Mike Christie Oct. 12, 2021, 3:50 p.m. UTC | #3

On 10/5/21 11:45 PM, Mike Christie wrote:
> Cc'ing lee.
> 
> On 10/5/21 11:31 PM, Mike Christie wrote:
>> This fixes a regression added with:
>>
>> commit f0f82e2476f6 ("scsi: core: Fix capacity set to zero after
>> offlinining device")
>>
>> The problem is that after iSCSI recovery, iscsid will call into the kernel
>> to set the dev's state to running, and with that patch we now call
>> scsi_rescan_device with the state_mutex held. If the scsi error handler
>> thread is just starting to test the device in scsi_send_eh_cmnd then it's
>> going to try to grab the state_mutex.
>>
>> We are then stuck, because when scsi_rescan_device tries to send its IO
>> scsi_queue_rq calls -> scsi_host_queue_ready -> scsi_host_in_recovery
>> will return true (the host state is still in recovery) and IO will just be
>> requeued. scsi_send_eh_cmnd will then never be able to grab the
>> state_mutex to finish error handling.
>>
>> This just moves the scsi_rescan_device call to after we drop the
>> state_mutex.
> 
> 
> I want to maybe nak my own patch. There is still a problem where if one
> of the rescan IOs hits an issue then userspace is stuck waiting for
> however long it takes to perform recovery. For iscsid, this will cause
> problems because it sets the device state from its main thread. So
> while scsi_rescan_device is hung then iscsid can't do anything for
> any session.
> 
> I think we either want to:
> 
> 1. Do the patch below, but Lee will need to change iscsid so it sets
> the dev state from a worker thread.
> 
> 2. Have the kernel kick off the rescan from a workqueue. This seems
> easiest but I'm not sure if it will cause issues for lijinlin's use
> case.

I have not heard from huawei, but I don't think we can do 2. The problem
is that I think userspace will not assume once the write returns that the
device is ready to go. So we can't:

1. just kick off an async rescan, then return. There are issues with this
assumption though. See below.

2.

◆ **Task to carry out**
Copy the patch discussion word for word, from "I have not heard" to "though. See below.".

◆ **Data block**
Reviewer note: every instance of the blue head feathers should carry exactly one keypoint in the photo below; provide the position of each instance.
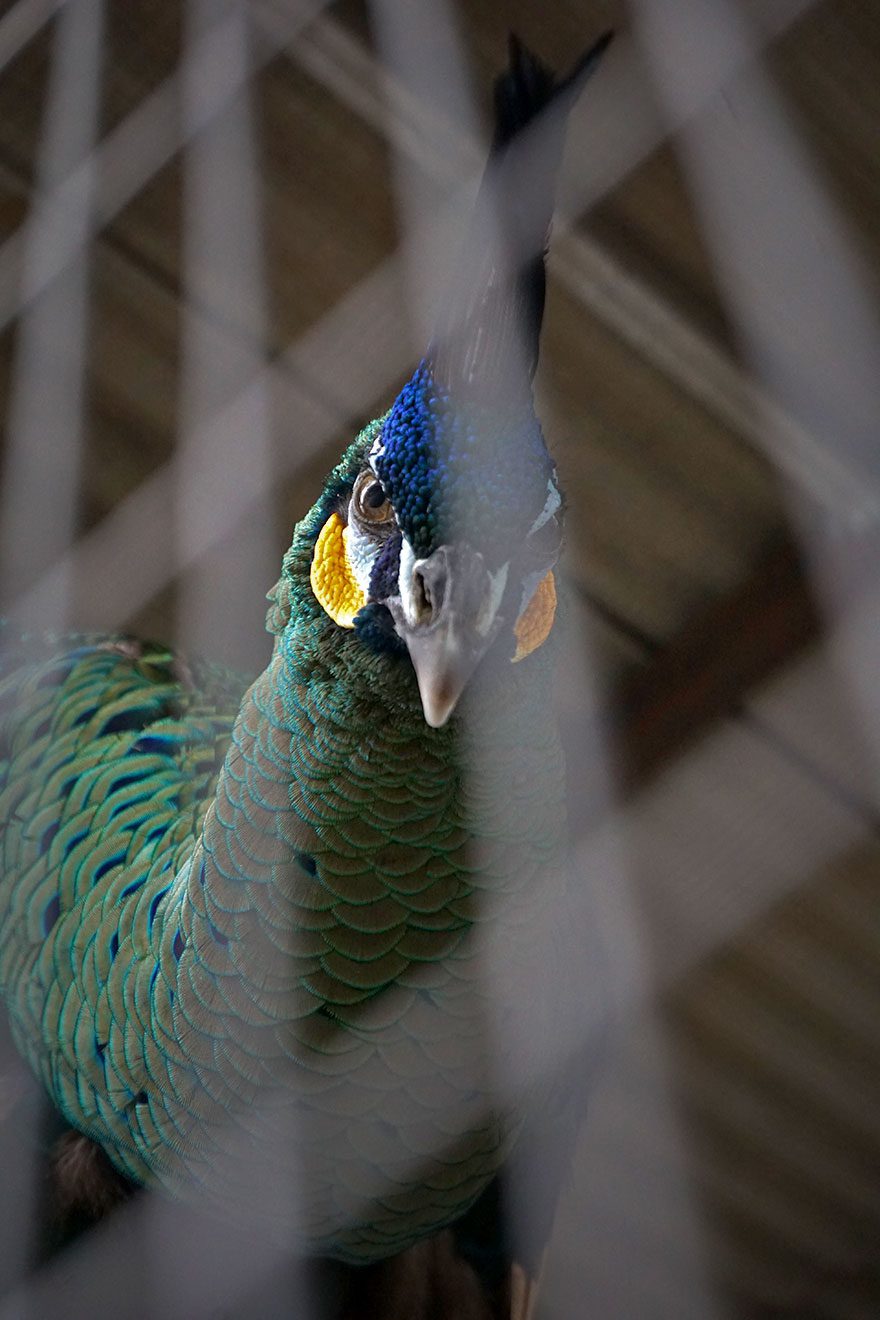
(461, 453)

◆ **The reply**
I have not heard from huawei, but I don't think we can do 2. The problem
is that I think userspace will not assume once the write returns that the
device is ready to go. So we can't:

1. just kick off an async rescan, then return. There are issues with this
assumption though. See below.